* **Text for analysis**
---+---

The Value Challenge initiative has been accompanied by a number of vocal pronouncements by leading CLOs concerning the need for law firms to change their ways. These CLOs and others are also putting their money where their mouths are. Recent surveys have noted a significant uptick in the number of fee arrangements based on something other than the billable hour. (Sources: Altman Weil, Inc. Report to Legal Management, January 2010; Altman Weil, Inc. 2010 Billing Rates Survey). And some companies have gone still further. For example, in late 2009, Levi Strauss & Co. allocated all of its legal work (except IP work) to a single firm for a flat monthly fee, and other companies are following suit by outsourcing entire legal functions to single firms.

Both as a consequence of the Value Challenge and of the underlying dissatisfaction that necessitated it, the legal market has over the last year and a half seen a significant shift in buying habits. A number of surveys now show a sharp rise in demand for non-hours-based fee structures. (Sources: Altman Weil, Inc. Report to Legal Management, January 2010; Altman Weil, Inc. 2010 Billing Rates Survey). A recent ACC survey reports that four out of five in-house lawyers expressed a desire to increase their spending on alternative fee arrangements (AFAs). Companies have also accelerated already-established trends toward reducing the number of law firms approved to provide services and toward introducing purchasing disciplines (such as RFPs) into the buying process. Law departments have also considerably elevated pressure on rates over the last year, with the result that rate increases have slowed considerably.

Law firm responses to these signals of marketplace change have been very . . . um . . . newspaper-like. They include radical reductions in force at all levels within law firms as well as other aggressive cost-cutting measures. These bar charts from Hildebrandt Baker Robbins capturing metrics from over 100 leading law firms illustrate the extent of those cost-cutting efforts and, at least for the year 2009, the immediate beneficial impact of those cuts on profitability.

What law firms have not done in response to the very clear messages emerging from their customer base is engage in widespread or radical innovation. There are pockets of innovation, and some new business models are emerging. Indeed, these may become the seeds of success for the firms that will thrive over the next decade. But what is striking is how pervasive passivity is as a response to such challenges — passivity remarkably similar to that exhibited by newspapers facing the eradication of their business model.

---+---

* **Entries shown**

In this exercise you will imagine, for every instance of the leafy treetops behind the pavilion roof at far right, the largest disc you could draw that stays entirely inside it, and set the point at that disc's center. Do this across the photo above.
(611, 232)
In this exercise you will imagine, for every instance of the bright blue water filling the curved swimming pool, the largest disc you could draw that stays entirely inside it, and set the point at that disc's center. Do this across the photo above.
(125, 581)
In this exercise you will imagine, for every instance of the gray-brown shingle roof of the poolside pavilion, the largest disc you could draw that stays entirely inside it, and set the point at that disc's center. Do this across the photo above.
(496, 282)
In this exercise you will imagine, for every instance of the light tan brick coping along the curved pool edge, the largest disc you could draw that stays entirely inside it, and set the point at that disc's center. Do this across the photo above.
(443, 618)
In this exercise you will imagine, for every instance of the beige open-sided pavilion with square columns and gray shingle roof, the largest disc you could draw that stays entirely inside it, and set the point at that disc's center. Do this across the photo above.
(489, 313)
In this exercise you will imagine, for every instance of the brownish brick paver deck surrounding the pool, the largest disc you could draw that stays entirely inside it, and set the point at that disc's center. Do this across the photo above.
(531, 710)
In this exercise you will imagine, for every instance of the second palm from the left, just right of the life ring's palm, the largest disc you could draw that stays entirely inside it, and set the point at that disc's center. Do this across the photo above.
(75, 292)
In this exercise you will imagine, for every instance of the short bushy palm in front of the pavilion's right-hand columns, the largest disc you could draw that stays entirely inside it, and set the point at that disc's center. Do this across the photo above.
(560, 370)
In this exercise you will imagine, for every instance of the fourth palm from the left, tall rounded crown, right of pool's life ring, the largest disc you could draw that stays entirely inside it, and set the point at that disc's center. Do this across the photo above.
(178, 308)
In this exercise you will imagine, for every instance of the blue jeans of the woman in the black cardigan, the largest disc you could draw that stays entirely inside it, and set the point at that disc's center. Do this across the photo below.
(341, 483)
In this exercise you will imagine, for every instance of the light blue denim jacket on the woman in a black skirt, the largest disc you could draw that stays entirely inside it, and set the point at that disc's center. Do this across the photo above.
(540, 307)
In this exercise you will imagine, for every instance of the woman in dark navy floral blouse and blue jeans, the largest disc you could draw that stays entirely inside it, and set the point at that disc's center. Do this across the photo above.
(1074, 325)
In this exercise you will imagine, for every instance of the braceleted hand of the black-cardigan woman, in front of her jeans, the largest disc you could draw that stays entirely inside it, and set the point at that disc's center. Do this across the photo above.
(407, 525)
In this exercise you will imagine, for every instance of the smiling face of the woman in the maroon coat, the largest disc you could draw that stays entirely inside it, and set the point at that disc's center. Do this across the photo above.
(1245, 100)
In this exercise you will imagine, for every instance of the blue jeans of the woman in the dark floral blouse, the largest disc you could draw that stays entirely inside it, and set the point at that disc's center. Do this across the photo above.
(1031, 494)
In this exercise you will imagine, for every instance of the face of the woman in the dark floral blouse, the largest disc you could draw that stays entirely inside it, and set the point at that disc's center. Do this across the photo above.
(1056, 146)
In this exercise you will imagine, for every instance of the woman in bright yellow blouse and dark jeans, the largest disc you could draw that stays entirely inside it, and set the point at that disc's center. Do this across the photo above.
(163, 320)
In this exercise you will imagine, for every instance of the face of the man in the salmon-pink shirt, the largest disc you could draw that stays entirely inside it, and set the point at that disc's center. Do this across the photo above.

---+---

* **Tasks for this exercise**
**A.** List every company or organization named in the text about law firms and the changing legal market.
**B.** From the text about law firms and the changing legal market, quote the passage between "Law firm responses" and "cuts on profitability.", inclusive.
**C.** Extend the text about law firms and the changing legal market, picking up after its final sentence.

* **Answers for the exercise**
**A.**
- Altman Weil, Inc.
- Levi Strauss & Co.
- ACC
- Hildebrandt Baker Robbins

**B.**
Law firm responses to these signals of marketplace change have been very . . . um . . . newspaper-like. They include radical reductions in force at all levels within law firms as well as other aggressive cost-cutting measures. These bar charts from Hildebrandt Baker Robbins capturing metrics from over 100 leading law firms illustrate the extent of those cost-cutting efforts and, at least for the year 2009, the immediate beneficial impact of those cuts on profitability.

**C.**
The Client’s the Thing

Those media companies that survived and even thrived through the first decade of this century did so as a consequence of extraordinary attention to both the preferences and needs of their customers. You could argue that the shift in preferences in the newspaper industry was easy to miss because no one understood new media and its emerging users, but in the law business we have customers who are in no way subtle about expressing their preferences. The ACC Value Challenge is tantamount to clients grabbing us by our lapels, shaking us and saying, “Pay attention to us!” It is hard to imagine that in the wake of such ardent lapel grabbing the law business will simply resume its old path.

It is a very safe prediction to say that those firms that thrive through the next decade will pay extraordinary attention to clients’ preferences and needs. Now, most lawyers will respond to such a pronouncement by saying something like, “I already pay attention to my clients’ needs. That’s what I do every day.” And that is doubtless true for most lawyers. But it misses the point of the Value Challenge. Our clients are telling us that we charge too much for the value of the services we deliver. They are asking us, quite pointedly, to rethink how we structure, price and manage our services.

The firms that will thrive over the next decade are beginning to understand that request and move in that direction. For example, some firms are restructuring the delivery of e-discovery services in order to completely revise existing price and effectiveness models. These firms understand that fulfilling client needs means more than just returning phone calls. It can mean changing your business.

Institutional Agility and Flexibility

The media companies now dominating the media marketplace did not lie back and wait to see what others were doing. Most were extremely aggressive in expanding into online, cable and other new markets both by means of acquisitions and through original creations. They showed great agility in acting on opportunities and great flexibility, especially in terms of how they viewed their core businesses. Those whose view of themselves was defined by what they had always done and who therefore could not adapt with flexibility and agility are now gone, or nearly so.

The “horizontal” structure that characterizes law firms can often be an advantage. Individual lawyers themselves can sometimes act with great flexibility and agility. But the challenge to “rethink how we structure, price and manage our services” is an institutional one, the meeting of which will require institutional agility and flexibility. Abundant business school case studies examine how various corporate businesses responded to marketplace challenges with agility and flexibility. It’s safe to say that there are not so many studies concerning law firms.

The horizontal structure that proves such an advantage in some circumstances does not lend itself to rapid movements in new directions. Perhaps by 2020, there will be some inspiring and instructional case studies of the firms that have managed to overcome the limitations of horizontal structures and answer the new demands of this decade’s legal marketplace. Of course, there will likely be case studies of the firms that failed to overcome such limitations.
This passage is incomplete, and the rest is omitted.